Page extract:
6. Registration Procedures. Whenever the Holders of Registrable Securities
have requested that any Registrable Securities be registered pursuant to this
Agreement, the Company will use its best efforts to effect the registration
and the sale of such Registrable Securities in accordance with the intended
method of distribution thereof, and pursuant thereto the Company will as
expeditiously as possible:
(a) subject to Section 2(c) hereof, prepare and file with the Commission a
registration statement on any form for which the Company qualifies with
respect to such Registrable Securities and use its best efforts to cause such
registration statement to become effective (provided that before filing a
registration statement or prospectus or any amendments or supplements thereto,
the Company will (i) furnish to the counsel selected by the Holders copies of
all such documents proposed to be filed, which documents will be subject to
the review of such counsel, and (ii) notify each holder of Registrable
Securities covered by such registration of any stop order issued or threatened
by the Commission);
(b) subject to Section 2(c) hereof, prepare and file with the Commission such
amendments and supplements to such registration statement and the prospectus
used in connection therewith as may be necessary to keep such registration
statement effective for a period of not less than nine months and comply with
the provisions of the Securities Act with respect to the disposition of all
securities covered by such registration statement during such period in
accordance with the intended methods of disposition by the sellers thereof set
forth in such registration statement;
(c) furnish to each seller of Registrable Securities such number of copies of
such registration statement, each amendment and supplement thereto, the
prospectus included in such registration statement (including each preliminary
prospectus) and such other documents as such seller may reasonably request in
order to facilitate the disposition of the Registrable Securities owned by
such seller;
(d) use its best efforts to register or qualify such Registrable Securities
under such other securities or blue sky laws of such jurisdiction as any
seller reasonably requests and do any and all other acts and things which may
be reasonably necessary or advisable to enable such seller to consummate the
disposition in such jurisdictions of the Registrable Securities owned by such
seller (provided that the Company will not be required to (i) qualify
generally to do business in any jurisdiction where it would not otherwise be
required to qualify but for this Section 6(d), (ii) subject itself to taxation
in any jurisdiction or (iii) consent to general service of process in any such
jurisdiction);
(e) notify each seller of such Registrable Securities, at any time when a
prospectus relating thereto is required to be delivered under the Securities
Act, of the happening of any event as a result of which the prospectus
included in such registration statement contains an untrue statement of a
material fact or omits any fact necessary to make the statements therein not
misleading, and, at the request of any such seller, the Company will prepare a
supplement of amendment to such prospectus so that, as thereafter delivered to
the purchasers of such Registrable Securities, such prospectus will not
contain an untrue statement of a material fact or omit to state any fact
necessary to make the statements therein not misleading; provided that the
Company shall not be required to amend the registration statement or
supplement the Prospectus for a period of up to six months if the board of
director determines in good faith that to do so would reasonably be expected
to have a material adverse effect on any proposal or plan by the Company to
engage in any financing, acquisition or disposition of assets (other than in
the ordinary course of business) or any merger, consolidation, tender offer or
similar transaction or would require the disclosure of any information that
the board of directors determines in good faith the disclosure of which would
be detrimental to the Company, it being understood that the period for which
the Company is obligated to keep the Registration Statement effective shall be
extended for a number of days equal to the number of days the Company delays
amendments or supplements pursuant to this provision. Upon receipt of any
notice pursuant to this section 6(e) Holders shall suspend all offers and
sales of securities of the Company and all use of any prospectus until advised
by the Company that offers and sales may resume, and shall keep confidential
the fact and content of any notice given by the Company pursuant to this
section 6(e)

Set problem A:
Return each line of the records below that contains the word "train".

Records for the task:
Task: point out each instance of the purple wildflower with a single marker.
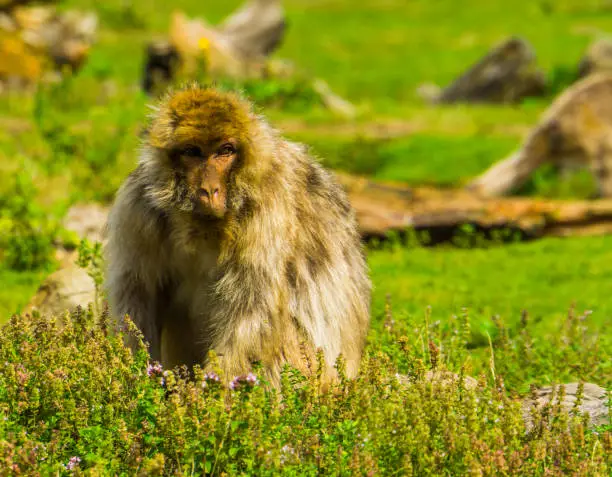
(210, 377)
(154, 369)
(249, 379)
(73, 462)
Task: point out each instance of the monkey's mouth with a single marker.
(205, 212)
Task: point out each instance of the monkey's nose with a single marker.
(209, 193)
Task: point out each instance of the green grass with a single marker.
(17, 289)
(77, 392)
(545, 278)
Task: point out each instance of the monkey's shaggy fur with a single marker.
(280, 275)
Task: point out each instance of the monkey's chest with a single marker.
(192, 280)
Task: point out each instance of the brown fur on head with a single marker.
(199, 138)
(274, 263)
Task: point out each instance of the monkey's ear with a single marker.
(144, 132)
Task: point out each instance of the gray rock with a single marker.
(87, 221)
(507, 74)
(594, 402)
(597, 59)
(63, 291)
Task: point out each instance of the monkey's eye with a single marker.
(191, 151)
(226, 150)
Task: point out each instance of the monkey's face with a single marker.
(203, 136)
(206, 171)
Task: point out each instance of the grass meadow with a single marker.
(463, 308)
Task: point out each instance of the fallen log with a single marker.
(385, 208)
(575, 130)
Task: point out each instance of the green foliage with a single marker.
(73, 398)
(543, 277)
(26, 232)
(288, 94)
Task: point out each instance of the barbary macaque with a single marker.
(229, 238)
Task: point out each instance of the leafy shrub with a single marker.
(74, 399)
(26, 233)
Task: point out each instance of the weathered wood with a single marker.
(576, 130)
(506, 74)
(384, 208)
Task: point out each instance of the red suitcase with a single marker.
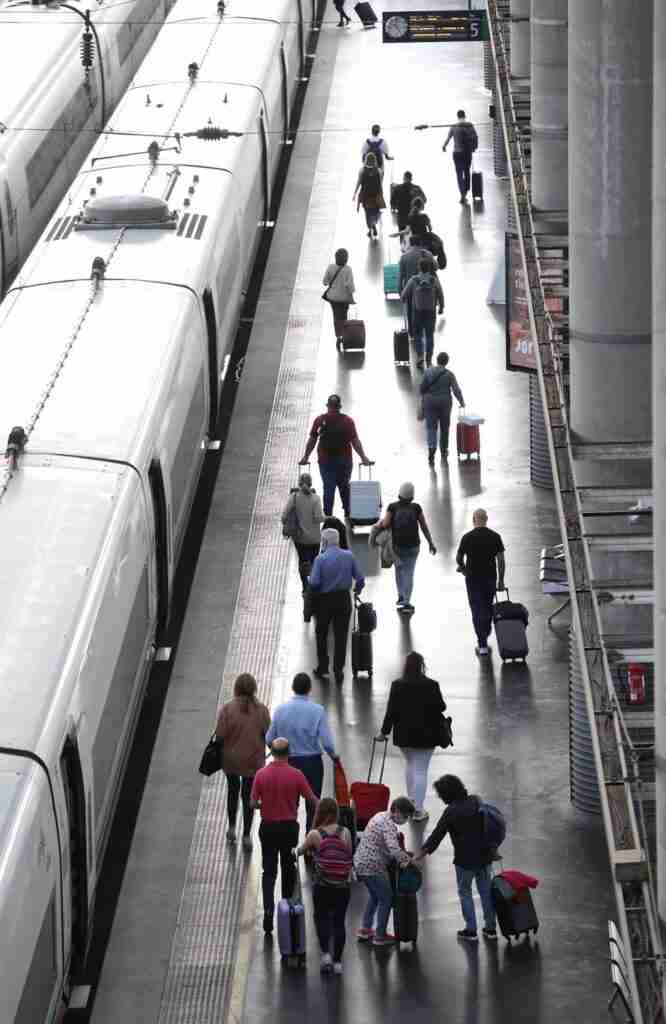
(370, 798)
(468, 439)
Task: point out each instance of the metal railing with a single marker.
(616, 757)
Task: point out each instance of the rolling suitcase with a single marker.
(365, 501)
(515, 911)
(291, 927)
(352, 335)
(370, 798)
(509, 621)
(362, 642)
(366, 13)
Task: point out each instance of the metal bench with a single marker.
(552, 576)
(619, 972)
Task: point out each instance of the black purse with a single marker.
(213, 757)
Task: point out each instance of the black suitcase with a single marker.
(515, 911)
(401, 347)
(406, 918)
(366, 13)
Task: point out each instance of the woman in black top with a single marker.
(414, 713)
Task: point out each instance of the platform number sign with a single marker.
(434, 27)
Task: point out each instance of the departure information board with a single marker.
(434, 27)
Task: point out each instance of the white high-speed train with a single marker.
(50, 109)
(112, 341)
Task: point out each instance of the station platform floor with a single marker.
(186, 943)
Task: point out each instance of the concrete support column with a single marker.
(610, 202)
(521, 38)
(548, 57)
(659, 434)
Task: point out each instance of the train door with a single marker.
(158, 495)
(78, 866)
(213, 363)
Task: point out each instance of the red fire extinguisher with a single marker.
(636, 675)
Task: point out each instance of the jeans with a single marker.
(331, 904)
(333, 609)
(462, 163)
(481, 594)
(336, 472)
(380, 901)
(239, 785)
(464, 878)
(416, 772)
(405, 565)
(313, 768)
(423, 326)
(339, 310)
(438, 414)
(278, 840)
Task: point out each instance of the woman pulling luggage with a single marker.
(330, 845)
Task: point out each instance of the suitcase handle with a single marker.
(372, 758)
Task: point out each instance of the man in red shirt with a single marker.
(276, 791)
(336, 434)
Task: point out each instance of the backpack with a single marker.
(291, 525)
(333, 435)
(404, 525)
(374, 145)
(424, 292)
(333, 860)
(494, 825)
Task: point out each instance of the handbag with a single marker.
(213, 756)
(325, 293)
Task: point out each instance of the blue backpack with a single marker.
(494, 825)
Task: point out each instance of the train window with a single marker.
(161, 543)
(75, 797)
(37, 995)
(213, 367)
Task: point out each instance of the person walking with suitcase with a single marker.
(276, 792)
(370, 194)
(424, 293)
(435, 391)
(339, 291)
(463, 821)
(465, 142)
(414, 713)
(333, 573)
(305, 506)
(481, 559)
(405, 518)
(304, 726)
(378, 850)
(334, 434)
(242, 725)
(330, 845)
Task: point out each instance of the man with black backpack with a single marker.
(375, 143)
(405, 518)
(335, 436)
(465, 141)
(423, 292)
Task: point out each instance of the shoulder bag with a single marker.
(325, 294)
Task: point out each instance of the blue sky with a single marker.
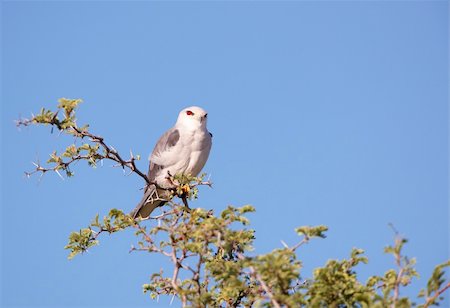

Set problem B:
According to the registration procedures passage, for at least how long must the Company keep the registration statement effective?

Complete response A:
Task: point out each instance of the white high-speed train with a single marker.
Task: point out each instance of the train door with a single marker.
Task: point out each instance of the train window with a single marker.

Complete response B:
Not less than nine months.